Location labeling records
* start *
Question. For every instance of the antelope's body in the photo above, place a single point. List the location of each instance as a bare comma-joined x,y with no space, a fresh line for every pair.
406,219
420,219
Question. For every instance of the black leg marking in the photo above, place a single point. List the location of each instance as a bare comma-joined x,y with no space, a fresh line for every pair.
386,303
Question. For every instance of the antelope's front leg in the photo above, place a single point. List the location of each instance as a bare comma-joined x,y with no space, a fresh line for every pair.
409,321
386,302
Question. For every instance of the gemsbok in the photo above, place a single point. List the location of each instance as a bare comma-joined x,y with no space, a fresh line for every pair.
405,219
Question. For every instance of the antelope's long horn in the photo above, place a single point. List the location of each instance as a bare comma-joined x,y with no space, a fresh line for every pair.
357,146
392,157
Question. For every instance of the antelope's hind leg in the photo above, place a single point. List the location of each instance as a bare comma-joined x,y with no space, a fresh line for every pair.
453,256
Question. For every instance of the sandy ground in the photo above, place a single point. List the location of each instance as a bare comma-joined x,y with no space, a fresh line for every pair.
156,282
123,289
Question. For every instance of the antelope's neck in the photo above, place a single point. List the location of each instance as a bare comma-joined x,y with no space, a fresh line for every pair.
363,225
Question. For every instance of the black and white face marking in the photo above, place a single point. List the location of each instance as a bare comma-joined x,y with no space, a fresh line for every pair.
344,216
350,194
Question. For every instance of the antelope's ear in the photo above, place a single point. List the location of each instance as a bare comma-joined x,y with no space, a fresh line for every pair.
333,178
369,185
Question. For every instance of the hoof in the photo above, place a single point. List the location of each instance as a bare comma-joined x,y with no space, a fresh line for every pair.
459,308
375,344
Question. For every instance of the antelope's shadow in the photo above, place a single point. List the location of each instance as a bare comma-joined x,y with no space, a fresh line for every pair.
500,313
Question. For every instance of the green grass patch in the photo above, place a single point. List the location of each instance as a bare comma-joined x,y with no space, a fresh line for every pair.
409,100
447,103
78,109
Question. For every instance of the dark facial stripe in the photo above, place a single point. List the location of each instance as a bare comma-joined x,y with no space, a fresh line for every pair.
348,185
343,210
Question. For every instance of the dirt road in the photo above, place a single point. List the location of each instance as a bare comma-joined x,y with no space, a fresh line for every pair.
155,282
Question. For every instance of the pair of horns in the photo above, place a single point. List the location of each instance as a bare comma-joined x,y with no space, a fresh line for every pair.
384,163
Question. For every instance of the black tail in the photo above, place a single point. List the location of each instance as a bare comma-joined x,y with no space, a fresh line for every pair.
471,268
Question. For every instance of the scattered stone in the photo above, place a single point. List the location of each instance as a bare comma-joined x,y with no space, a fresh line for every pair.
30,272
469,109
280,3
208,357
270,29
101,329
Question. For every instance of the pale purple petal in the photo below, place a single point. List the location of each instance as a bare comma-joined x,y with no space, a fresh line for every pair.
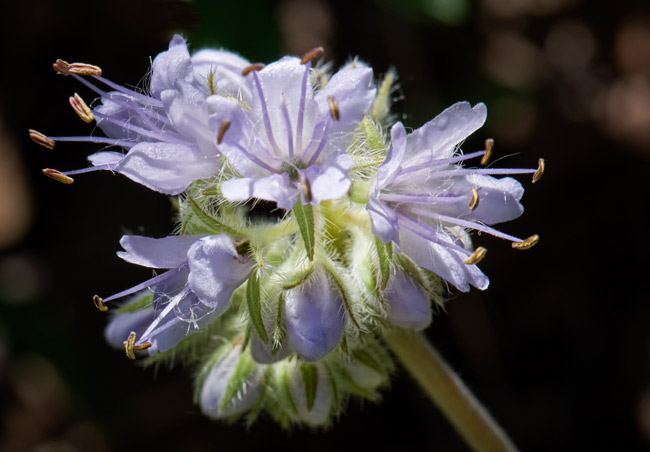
167,167
407,304
329,180
276,187
170,67
314,317
167,252
215,270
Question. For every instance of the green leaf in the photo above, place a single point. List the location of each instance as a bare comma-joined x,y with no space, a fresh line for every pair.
255,305
310,380
214,225
385,254
305,218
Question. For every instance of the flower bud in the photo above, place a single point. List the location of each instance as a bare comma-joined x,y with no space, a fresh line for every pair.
232,385
314,317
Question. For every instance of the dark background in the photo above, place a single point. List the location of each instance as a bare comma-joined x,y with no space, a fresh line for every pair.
558,348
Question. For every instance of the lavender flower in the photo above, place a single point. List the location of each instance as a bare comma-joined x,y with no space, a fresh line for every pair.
292,138
166,134
423,199
204,271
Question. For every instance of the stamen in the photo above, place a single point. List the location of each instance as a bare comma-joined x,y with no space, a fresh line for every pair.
250,68
477,256
61,67
222,130
81,108
99,303
304,185
540,170
84,69
334,107
489,144
526,244
58,176
41,139
311,54
473,203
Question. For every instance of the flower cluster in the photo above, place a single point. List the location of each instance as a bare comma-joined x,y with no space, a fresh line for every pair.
284,313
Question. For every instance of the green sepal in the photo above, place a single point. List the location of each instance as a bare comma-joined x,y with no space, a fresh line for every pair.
310,381
214,226
253,300
385,254
243,370
304,215
140,303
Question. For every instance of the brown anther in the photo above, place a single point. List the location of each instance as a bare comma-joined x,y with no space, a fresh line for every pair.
311,54
99,303
252,67
306,188
489,144
81,108
334,107
61,67
526,244
540,170
476,257
84,69
41,139
473,203
58,176
222,130
129,345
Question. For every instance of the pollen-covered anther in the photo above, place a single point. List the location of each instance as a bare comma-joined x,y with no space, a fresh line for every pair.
477,256
252,67
334,107
58,176
61,67
99,303
41,139
526,244
489,144
81,108
84,69
222,130
305,187
540,170
473,203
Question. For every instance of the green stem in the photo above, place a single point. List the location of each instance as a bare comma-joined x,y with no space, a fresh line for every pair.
445,388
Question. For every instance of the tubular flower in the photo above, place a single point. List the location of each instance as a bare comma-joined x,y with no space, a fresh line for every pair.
165,133
292,138
423,199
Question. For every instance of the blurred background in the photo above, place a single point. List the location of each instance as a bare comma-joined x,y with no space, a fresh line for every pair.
558,348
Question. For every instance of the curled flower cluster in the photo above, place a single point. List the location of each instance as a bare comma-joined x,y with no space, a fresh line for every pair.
284,313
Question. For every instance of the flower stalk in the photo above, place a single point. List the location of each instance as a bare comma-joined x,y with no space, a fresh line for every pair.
470,419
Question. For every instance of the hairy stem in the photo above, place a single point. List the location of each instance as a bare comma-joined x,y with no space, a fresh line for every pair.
449,393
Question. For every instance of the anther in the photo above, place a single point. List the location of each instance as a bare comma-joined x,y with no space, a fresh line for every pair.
41,139
222,130
252,67
99,303
58,176
489,144
334,107
81,108
84,69
526,244
305,186
473,203
309,55
540,170
477,256
61,67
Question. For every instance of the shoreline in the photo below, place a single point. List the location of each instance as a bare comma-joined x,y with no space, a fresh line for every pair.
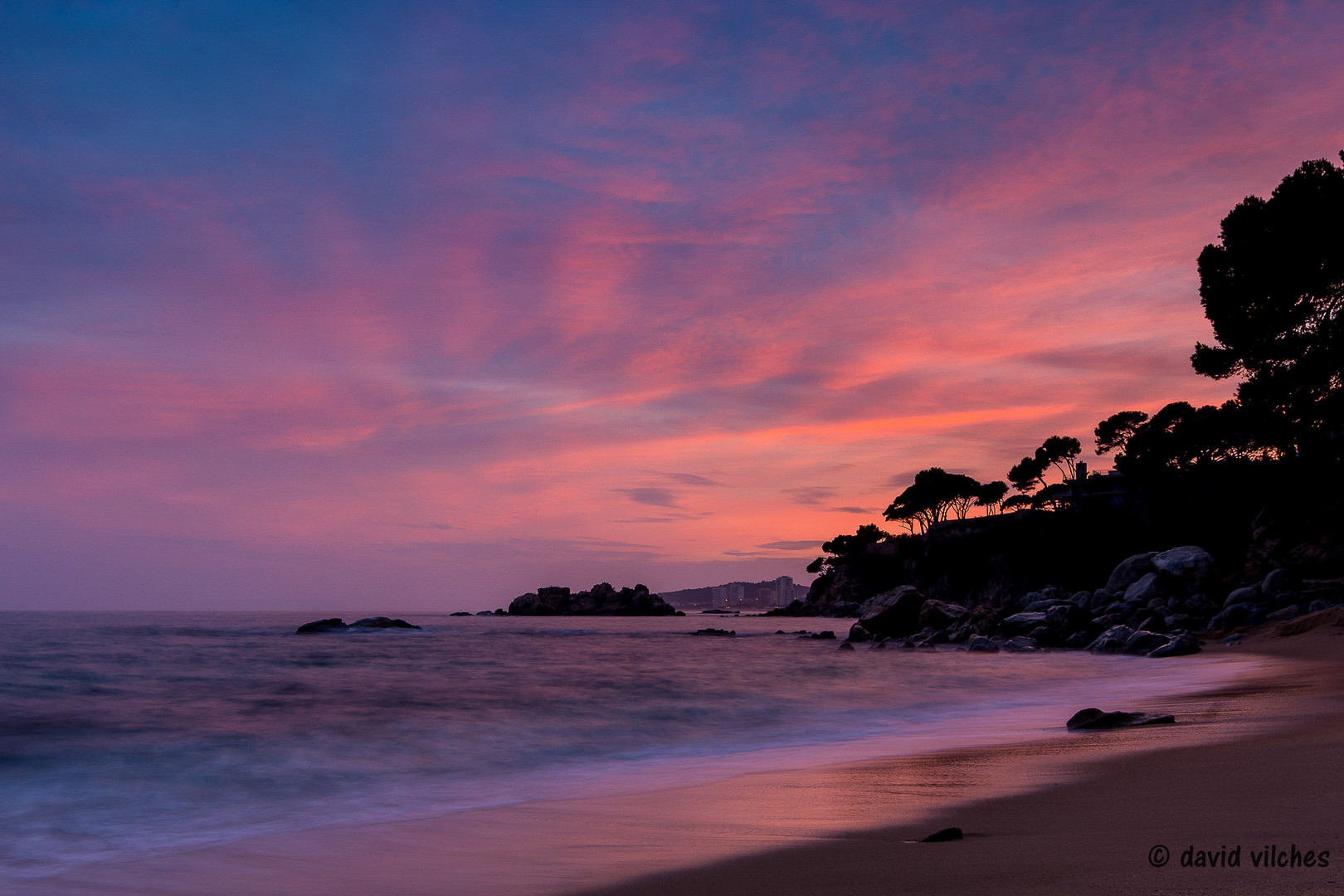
1272,787
749,826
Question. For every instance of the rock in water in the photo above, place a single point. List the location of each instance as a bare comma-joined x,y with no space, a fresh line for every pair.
601,599
381,622
893,613
944,835
1131,571
980,644
321,625
1094,719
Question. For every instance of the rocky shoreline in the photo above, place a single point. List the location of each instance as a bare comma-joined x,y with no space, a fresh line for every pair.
1153,603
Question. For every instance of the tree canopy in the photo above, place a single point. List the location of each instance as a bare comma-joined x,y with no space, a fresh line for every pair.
1114,431
932,497
1273,288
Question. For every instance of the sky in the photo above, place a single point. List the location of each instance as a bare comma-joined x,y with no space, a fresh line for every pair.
424,305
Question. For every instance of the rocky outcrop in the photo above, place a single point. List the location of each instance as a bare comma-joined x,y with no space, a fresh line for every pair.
894,614
601,599
359,625
1094,719
321,625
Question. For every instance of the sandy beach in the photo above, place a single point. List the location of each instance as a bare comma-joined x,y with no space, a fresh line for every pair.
1252,766
1125,822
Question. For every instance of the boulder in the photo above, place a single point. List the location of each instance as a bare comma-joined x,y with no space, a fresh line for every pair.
1094,719
1177,646
601,599
942,835
1277,583
1148,587
1064,617
1023,622
980,644
1079,640
1230,618
893,613
1157,622
940,614
1046,637
1113,640
321,625
1191,564
1045,603
1146,642
1131,571
381,622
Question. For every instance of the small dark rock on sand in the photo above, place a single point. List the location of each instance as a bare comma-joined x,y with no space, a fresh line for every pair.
1094,719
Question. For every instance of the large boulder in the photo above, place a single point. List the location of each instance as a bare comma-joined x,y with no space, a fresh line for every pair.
1094,719
1278,583
321,625
1177,646
1250,594
940,614
980,644
1191,564
601,599
1131,571
1023,622
381,622
1146,642
1146,589
1113,640
894,614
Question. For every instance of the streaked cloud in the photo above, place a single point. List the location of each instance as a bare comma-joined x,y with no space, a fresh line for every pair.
524,281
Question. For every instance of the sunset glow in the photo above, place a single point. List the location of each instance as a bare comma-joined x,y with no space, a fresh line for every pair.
427,305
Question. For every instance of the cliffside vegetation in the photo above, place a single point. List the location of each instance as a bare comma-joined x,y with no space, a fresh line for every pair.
1257,481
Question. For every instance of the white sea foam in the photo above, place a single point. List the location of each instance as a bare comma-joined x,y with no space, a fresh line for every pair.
130,733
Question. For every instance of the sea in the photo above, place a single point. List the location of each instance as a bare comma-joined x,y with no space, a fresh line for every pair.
138,733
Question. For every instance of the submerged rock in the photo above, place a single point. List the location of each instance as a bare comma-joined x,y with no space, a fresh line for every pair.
381,622
1094,719
336,625
893,613
321,625
601,599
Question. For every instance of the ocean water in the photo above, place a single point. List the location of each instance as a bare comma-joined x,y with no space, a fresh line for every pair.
130,733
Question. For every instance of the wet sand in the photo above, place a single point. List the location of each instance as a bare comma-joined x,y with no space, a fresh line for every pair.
1272,789
1255,765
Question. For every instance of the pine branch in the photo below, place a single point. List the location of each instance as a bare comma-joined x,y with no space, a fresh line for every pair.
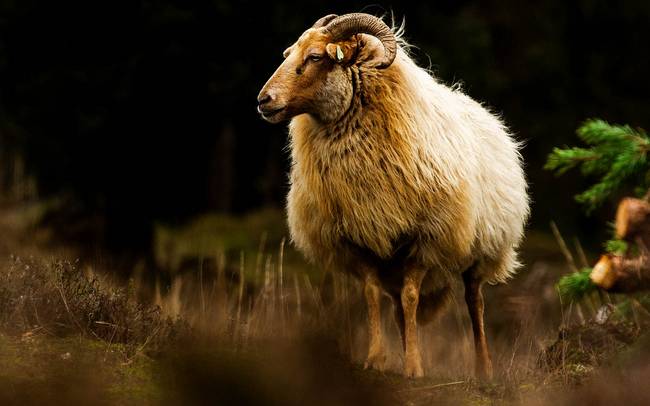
616,154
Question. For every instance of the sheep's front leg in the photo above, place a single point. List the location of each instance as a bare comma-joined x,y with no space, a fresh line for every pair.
410,297
475,305
376,353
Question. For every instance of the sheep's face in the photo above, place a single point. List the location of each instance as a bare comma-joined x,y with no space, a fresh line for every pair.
314,79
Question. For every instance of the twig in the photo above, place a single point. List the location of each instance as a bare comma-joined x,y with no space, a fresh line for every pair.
563,247
440,385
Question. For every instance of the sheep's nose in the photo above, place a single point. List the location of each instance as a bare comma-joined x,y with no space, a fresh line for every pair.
264,98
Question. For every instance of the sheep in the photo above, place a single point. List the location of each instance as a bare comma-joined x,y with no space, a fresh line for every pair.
395,177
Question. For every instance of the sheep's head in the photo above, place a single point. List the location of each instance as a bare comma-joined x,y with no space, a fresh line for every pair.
315,76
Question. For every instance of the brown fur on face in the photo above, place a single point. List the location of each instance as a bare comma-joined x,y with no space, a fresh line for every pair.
312,79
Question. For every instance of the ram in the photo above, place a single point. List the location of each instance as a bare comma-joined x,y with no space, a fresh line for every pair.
395,178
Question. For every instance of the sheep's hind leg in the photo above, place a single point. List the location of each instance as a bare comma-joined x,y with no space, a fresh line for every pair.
376,351
475,305
410,297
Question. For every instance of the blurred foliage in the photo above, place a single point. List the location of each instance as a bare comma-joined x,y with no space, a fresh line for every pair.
618,154
145,110
575,286
616,246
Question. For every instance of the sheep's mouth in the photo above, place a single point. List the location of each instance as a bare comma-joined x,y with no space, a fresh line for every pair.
268,113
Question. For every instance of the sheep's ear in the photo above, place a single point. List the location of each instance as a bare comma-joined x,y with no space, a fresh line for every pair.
339,53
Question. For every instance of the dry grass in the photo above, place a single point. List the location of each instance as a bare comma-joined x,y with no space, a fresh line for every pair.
248,329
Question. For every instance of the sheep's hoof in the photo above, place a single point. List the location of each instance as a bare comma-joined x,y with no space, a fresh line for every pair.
413,368
376,361
483,370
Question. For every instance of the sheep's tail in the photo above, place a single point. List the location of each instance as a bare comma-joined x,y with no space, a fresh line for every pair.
501,269
432,304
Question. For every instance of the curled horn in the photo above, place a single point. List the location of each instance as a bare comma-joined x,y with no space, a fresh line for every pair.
360,23
323,21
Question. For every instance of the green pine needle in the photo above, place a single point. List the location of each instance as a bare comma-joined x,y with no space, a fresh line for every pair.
616,247
575,286
617,154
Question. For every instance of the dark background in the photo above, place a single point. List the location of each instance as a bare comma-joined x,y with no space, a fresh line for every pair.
144,111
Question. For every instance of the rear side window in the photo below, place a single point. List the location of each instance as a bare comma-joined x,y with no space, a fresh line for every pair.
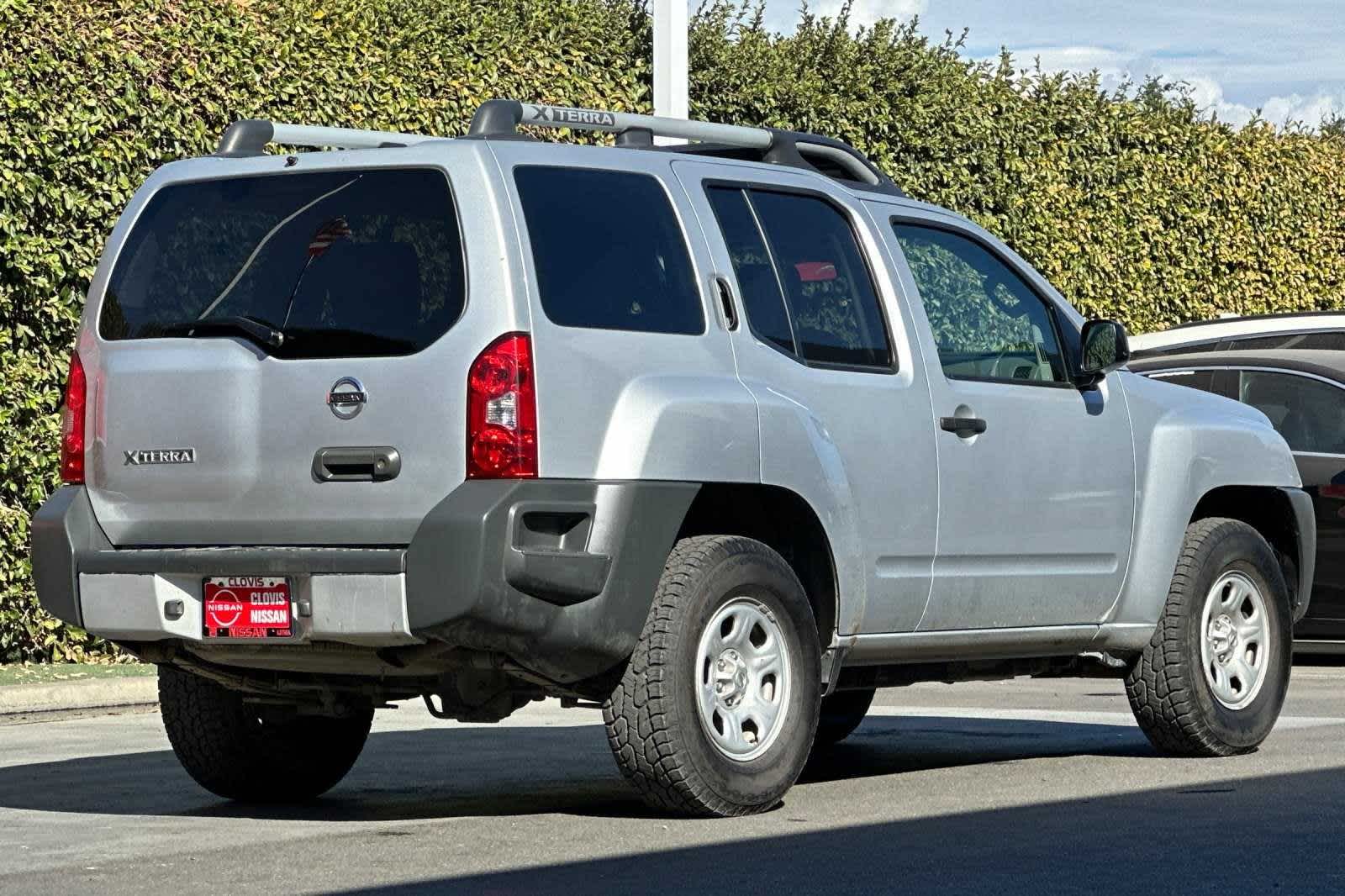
342,262
609,250
804,284
763,303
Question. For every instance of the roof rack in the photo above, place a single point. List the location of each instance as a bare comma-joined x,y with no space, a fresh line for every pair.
249,138
833,158
501,119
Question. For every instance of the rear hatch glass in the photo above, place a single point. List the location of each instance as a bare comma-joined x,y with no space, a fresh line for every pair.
307,266
237,311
* end *
* THE TASK
Output only the lines running from the line with "Question. For every instance of the green pine" through the last line of the entries above, inclusive, with pictures excluded.

* SOLVED PROBLEM
Question. For every instance of the green pine needle in the photo above, place a single point. List the location of each instance as a bare comma-joined x,y with no space, a fresh line for every pair.
616,247
575,286
617,154
Question. For every instance of the dark background in the photo above, place a single point. List the location of each instance as a bare comma-joined x,y with no space, a fresh line for every pair.
144,111
Question. For every instance of the rear side window in the photo below, place a single point. List the location of each instance as a bare comma-joined x,y with no space, a fresh line for every pair.
342,262
609,250
804,284
763,303
Question. For every instance of the roof rack in the photo above, place a single point. List the location of each instance as a bare comma-joined x,y with no space, a fresh line for every pair.
249,138
833,158
501,119
Question. For every instance of the rear hatch glass in the photo above, place a single point. List the location of each instance as a bare comma-joined x,y with no space, a fresh line for every pair.
307,266
237,311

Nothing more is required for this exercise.